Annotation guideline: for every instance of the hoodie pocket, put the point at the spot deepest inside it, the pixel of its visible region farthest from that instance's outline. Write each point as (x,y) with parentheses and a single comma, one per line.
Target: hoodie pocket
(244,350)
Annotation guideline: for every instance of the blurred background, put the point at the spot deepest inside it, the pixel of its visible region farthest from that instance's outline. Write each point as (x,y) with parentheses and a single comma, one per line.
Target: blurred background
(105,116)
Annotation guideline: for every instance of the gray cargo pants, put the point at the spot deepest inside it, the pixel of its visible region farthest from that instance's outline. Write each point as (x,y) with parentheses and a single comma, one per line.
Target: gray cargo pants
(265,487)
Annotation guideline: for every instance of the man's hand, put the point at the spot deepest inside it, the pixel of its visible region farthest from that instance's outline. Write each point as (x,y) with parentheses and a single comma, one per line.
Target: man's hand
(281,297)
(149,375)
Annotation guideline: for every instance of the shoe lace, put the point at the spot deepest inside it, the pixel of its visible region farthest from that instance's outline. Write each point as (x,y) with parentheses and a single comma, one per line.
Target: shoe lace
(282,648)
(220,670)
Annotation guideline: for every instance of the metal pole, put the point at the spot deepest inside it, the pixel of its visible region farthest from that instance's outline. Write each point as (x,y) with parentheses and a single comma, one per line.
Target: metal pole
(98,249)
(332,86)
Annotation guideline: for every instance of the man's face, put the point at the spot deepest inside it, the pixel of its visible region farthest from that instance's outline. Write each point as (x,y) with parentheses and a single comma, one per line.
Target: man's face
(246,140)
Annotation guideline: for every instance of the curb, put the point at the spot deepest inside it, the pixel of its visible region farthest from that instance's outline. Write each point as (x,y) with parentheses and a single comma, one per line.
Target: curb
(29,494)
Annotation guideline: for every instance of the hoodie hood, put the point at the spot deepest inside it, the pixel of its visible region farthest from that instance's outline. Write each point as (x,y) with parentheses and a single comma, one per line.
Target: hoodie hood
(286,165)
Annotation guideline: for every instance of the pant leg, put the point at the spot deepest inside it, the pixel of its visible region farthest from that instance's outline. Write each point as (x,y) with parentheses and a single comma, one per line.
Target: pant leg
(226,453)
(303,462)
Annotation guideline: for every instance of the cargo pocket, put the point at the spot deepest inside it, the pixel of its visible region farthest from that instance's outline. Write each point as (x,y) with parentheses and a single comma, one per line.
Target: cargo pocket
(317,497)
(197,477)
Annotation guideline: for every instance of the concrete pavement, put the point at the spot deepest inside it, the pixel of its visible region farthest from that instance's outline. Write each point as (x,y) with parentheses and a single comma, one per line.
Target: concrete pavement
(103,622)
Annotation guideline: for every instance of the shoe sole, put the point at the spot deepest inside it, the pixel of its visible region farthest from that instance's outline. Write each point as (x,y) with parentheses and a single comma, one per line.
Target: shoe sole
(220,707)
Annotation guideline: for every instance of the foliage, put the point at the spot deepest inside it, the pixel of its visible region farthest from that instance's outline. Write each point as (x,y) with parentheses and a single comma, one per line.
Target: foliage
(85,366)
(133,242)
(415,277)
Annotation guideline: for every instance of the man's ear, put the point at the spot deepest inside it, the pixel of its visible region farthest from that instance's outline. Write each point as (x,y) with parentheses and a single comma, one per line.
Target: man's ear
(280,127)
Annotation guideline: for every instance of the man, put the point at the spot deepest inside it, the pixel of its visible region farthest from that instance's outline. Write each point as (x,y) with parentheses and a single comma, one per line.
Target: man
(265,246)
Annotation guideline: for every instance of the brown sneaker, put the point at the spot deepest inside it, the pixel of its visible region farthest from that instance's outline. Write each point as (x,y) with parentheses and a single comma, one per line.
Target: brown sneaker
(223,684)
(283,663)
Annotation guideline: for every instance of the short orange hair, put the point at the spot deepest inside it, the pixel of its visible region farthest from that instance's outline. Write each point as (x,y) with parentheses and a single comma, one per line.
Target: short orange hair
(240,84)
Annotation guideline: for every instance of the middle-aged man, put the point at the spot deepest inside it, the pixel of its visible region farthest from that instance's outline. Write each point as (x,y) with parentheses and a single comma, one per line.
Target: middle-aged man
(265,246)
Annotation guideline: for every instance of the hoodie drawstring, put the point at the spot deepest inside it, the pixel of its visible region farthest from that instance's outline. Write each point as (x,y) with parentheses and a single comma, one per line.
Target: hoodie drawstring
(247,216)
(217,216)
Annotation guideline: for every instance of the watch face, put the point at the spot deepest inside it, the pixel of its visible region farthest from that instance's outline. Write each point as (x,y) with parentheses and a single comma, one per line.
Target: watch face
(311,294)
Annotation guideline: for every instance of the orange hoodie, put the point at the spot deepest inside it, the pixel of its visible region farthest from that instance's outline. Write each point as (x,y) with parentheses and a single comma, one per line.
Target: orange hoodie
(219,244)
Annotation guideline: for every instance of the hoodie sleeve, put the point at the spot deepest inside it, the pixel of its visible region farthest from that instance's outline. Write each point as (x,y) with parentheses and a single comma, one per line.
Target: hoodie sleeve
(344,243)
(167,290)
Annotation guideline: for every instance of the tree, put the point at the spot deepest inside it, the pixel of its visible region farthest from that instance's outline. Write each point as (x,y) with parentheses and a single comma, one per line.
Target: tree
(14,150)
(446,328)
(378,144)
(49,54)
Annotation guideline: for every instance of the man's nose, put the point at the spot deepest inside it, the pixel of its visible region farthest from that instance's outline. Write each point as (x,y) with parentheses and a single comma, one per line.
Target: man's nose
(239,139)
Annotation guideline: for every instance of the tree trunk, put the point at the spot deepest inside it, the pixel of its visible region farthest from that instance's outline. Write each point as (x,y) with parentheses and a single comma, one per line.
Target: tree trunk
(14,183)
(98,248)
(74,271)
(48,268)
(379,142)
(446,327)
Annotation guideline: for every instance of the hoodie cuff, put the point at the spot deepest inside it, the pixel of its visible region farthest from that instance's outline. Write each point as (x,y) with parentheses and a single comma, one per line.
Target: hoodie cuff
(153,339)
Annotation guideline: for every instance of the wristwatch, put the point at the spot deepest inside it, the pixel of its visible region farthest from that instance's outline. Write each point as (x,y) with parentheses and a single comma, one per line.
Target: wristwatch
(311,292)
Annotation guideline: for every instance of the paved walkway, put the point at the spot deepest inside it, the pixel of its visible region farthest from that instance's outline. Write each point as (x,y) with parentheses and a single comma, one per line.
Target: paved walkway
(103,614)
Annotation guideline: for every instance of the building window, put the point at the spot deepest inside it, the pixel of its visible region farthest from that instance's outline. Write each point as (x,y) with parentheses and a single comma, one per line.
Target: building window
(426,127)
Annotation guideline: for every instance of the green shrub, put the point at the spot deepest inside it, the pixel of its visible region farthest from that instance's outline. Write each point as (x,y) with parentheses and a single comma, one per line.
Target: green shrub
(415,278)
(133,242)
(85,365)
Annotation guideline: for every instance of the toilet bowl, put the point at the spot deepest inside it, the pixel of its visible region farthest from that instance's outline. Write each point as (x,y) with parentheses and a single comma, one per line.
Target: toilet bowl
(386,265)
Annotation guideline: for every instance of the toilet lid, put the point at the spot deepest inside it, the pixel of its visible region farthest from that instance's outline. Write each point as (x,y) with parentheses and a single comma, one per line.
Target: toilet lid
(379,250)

# EXERCISE GOAL
Each entry above is to be set down again in exactly the same words.

# THE SOLUTION
Annotation guideline: for every instance of the hoodie pocket, put the point at the spot deepest inside it, the pixel of its visible region farthest from that instance's outline. Write each point as (x,y) with parentheses and a single comma, one per line.
Target: hoodie pocket
(244,350)
Annotation guideline: for every instance of the blurred background, put the point at the spot deepest inside it, the pixel of its visible region farthest from that instance's outline. Write each point as (x,y) with parentheses and a single comma, one per line.
Target: blurred background
(105,116)
Annotation guideline: for every instance of the gray cargo pants, put the point at the spot deepest inside it, the pixel of its visible region farthest from that instance's outline. Write each point as (x,y) with parentheses and a single comma, one per line.
Target: gray cargo pants
(265,487)
Annotation guideline: for every instance of the man's hand, put the point at the spot deepest inside it, the pixel of its visible region farthest from that instance's outline. Write each point as (x,y) with parentheses and a single comma, one per line.
Target: man's hand
(281,297)
(149,375)
Annotation guideline: for every instance of the shoe lace, put the point at the spot deepest inside it, the pixel of its visible region farthest from that instance's outline. Write each point as (x,y) with parentheses and a single comma, one per line.
Target: shoe lace
(282,648)
(220,670)
Annotation guideline: for every instance of the metal pole, put the point at the spot deepest inside it, the pixel of its visible region farthest from that instance's outline. Write each point as (x,y) with parentheses and a single comma, one per line.
Target: metal pole
(98,249)
(332,86)
Annotation guideline: for every instance of the man's face, put the point at the spot deepest inside it, the pixel of its visible region farthest from that instance's outline. Write each point as (x,y) with parentheses and a single comma, one per line.
Target: man's face
(246,140)
Annotation guideline: for every instance of the curb, put the point at the spot deepest inside it, the pixel of its visible region farthest from that instance's outline. Write each point as (x,y) with parentheses and a single comma, one per line.
Target: curb
(29,494)
Annotation guideline: for every instance of the hoodie hood, put the point at the spot deepest inside it, the pixel of its visible region farthest from that instance's outline. Write each point as (x,y) with parentheses and a single comma, one per line.
Target: hoodie hood
(286,165)
Annotation guideline: for every instance of the pant leg, put the point at the spot deepest inside it, the pixel of its visible region farthest from that instance's outline. Write each point as (x,y) with parentheses and a single comma, one per line.
Target: pant leg
(226,453)
(303,462)
Annotation guideline: for every instance of the cargo pocket, put the point at the spot deepest inside it, the pixel of its visible region farthest from that instance's outline. Write each point as (x,y) with parentheses and a single comma, one per line.
Target: cargo pocket
(317,497)
(197,477)
Annotation guideline: for every instance of the concrete pavement, put the point at the spot deepest inside it, the pixel of its visible region farthest from that instance's outline. Write each point as (x,y) with parentheses and a single comma, one per line.
Target: concrete pavement
(103,622)
Annotation guideline: for every instance of the shoe sole, put the point at the spot deepest inside it, the pixel of its visible region farthest from that instance's outline. Write each point as (x,y) with parentheses and a single comma, one per line.
Target: shoe sole
(220,707)
Annotation guideline: for every instance of the foliage, put the point at the spot deepest inside it, the pixel of its visible region farthest from that instance's outline. Write each point as (x,y) with parentheses and a single comma, one per line.
Target: foliage
(85,366)
(133,242)
(415,277)
Annotation guideline: for every instance of the man's ear, put the point at the spot deepest inside it, the pixel of its visible region farthest from that instance's outline. Write each point as (x,y) with parentheses and a single comma, one per line.
Target: man's ear
(280,127)
Annotation guideline: for every instance of the man, put the point at the spot deepest inside it, the pixel of its visible region farthest from that instance's outline. Write each point as (x,y) with parentheses and a single comma, one per line.
Target: man
(265,246)
Annotation guideline: for every instance of the brown sneaker, put the point at the spot deepest inside it, the pixel of its visible region farthest from that instance's outline. Write each point as (x,y) with parentheses and a single comma, one per line.
Target: brown sneaker
(223,684)
(283,663)
Annotation guideline: for every instance of the short orange hair, put the point at the spot deepest inside it, the pixel of its visible region farthest from that instance's outline. Write each point as (x,y) with parentheses and a single comma, one per line.
Target: short orange hair
(240,84)
Annotation guideline: for every instance of the middle-aged man, put the point at the spot deepest inside it, the pixel of its visible region farthest from that instance's outline. Write each point as (x,y) with parentheses and a single comma, one per line.
Target: middle-aged man
(265,246)
Annotation guideline: for every instance of the hoodie drawstring, put the point at the spot deepest inside it, the pixel of its visible region farthest from that instance's outline. Write each point as (x,y) with parentheses and a single comma, one per line.
Target: hoodie drawstring
(247,216)
(217,216)
Annotation guideline: for every instance of the watch face, put the point at the spot deepest inside it, the pixel of its visible region farthest from that instance's outline. Write each point as (x,y) with parentheses and a single comma, one per line.
Target: watch face
(311,294)
Annotation guideline: for every instance of the orange hoodie, put the point at the spot deepest inside it, the pixel of its visible region farthest from that instance's outline. Write each point as (x,y) with parentheses and a single comma, one per line.
Target: orange hoodie
(219,244)
Annotation guideline: for every instance of the hoodie sleeve, put the point at the spot deepest inside it, the pixel of its visible region farthest from that instance's outline. Write each point as (x,y) with parentheses and a single comma, one per line.
Target: hoodie sleeve
(344,243)
(167,290)
Annotation guideline: for every instance of the tree, put the point at the spot deepest inside it, the pixel of its visible region farthest from that instance's outline. Write each point as (x,y) with parentheses and a single comma, one per line.
Target: tree
(14,150)
(446,328)
(378,144)
(49,54)
Annotation guideline: for every instance of the man's nose, put the point at the spot deepest inside it, the pixel of its visible region farthest from that instance's outline. Write each point as (x,y) with parentheses and a single comma, one per line.
Target: man's nose
(239,139)
Annotation guideline: for every instance of the tree trunk, put the point at the spot deepest inside it, the pixel of its visible region farthest from that instance's outline. Write each point as (x,y) with parentheses and a single comma, one per line.
Target: tree trunk
(14,183)
(98,248)
(74,271)
(48,268)
(379,142)
(446,327)
Annotation guideline: for every instance of the hoodie cuff, put the point at the spot deepest inside it, the pixel of its visible region farthest from that instance's outline. Write each point as (x,y) with parentheses and a single comma, one per line.
Target: hoodie cuff
(153,339)
Annotation guideline: for every instance of the wristwatch, put the point at the spot deepest inside it, the pixel of its visible region farthest from that instance's outline. Write each point as (x,y) with parentheses and a single comma, one per line.
Target: wristwatch
(311,292)
Annotation guideline: for every instance of the paved walkway, put the point at the spot deepest inside it, the pixel of its visible region farthest from that instance's outline. Write each point as (x,y) with parentheses and a single comma, one per line.
Target: paved walkway
(103,614)
Annotation guideline: for every instance of the building window, put the point at the spot deepest inside it, the pixel of its visible region farthest from that instance's outline. Write each point as (x,y) with parentheses and a single comma, one per line.
Target: building window
(426,127)
Annotation guideline: for every instance of the green shrub, put the point at the spot deepest inside it, the pixel of its visible region farthest from that instance's outline. Write each point as (x,y) with parentheses and a single comma, one per line.
Target: green shrub
(415,278)
(133,242)
(85,365)
Annotation guideline: for every instance of the toilet bowl, put the point at the spot deepest inside it, the pixel of its visible region farthest from that instance's outline. Write each point as (x,y) with parentheses and a single comma, one per line.
Target: toilet bowl
(386,265)
Annotation guideline: for every instance of the toilet lid, put the point at the spot deepest inside it, the pixel of its visible region farthest from that instance's outline. Write each point as (x,y) with parentheses and a single comma, one per line.
Target: toilet lid
(379,250)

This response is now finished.